> [Work item]
Give back each entry exactly as written, apart from the pictures.

> [Data excerpts]
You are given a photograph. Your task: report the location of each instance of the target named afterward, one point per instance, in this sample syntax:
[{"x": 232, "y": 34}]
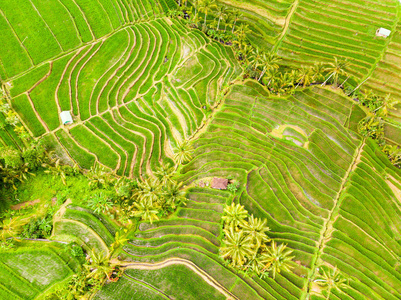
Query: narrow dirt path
[
  {"x": 328, "y": 229},
  {"x": 179, "y": 261},
  {"x": 286, "y": 25}
]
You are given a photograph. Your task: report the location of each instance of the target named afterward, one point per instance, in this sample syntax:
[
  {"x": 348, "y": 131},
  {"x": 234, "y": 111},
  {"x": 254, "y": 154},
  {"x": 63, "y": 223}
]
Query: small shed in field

> [Response to this exercise]
You are given a photograph. Your task: report the location of each instance of the target named afterward, one point per instance, in this sample syntax:
[{"x": 232, "y": 34}]
Query: narrow dirt path
[
  {"x": 328, "y": 229},
  {"x": 179, "y": 261},
  {"x": 286, "y": 25}
]
You are given a photograph. Your task: report the location of each instance of the target named afterward, one point per instance, in this sample syntax:
[
  {"x": 348, "y": 131},
  {"x": 234, "y": 111},
  {"x": 254, "y": 154},
  {"x": 63, "y": 223}
]
Query: small shed in field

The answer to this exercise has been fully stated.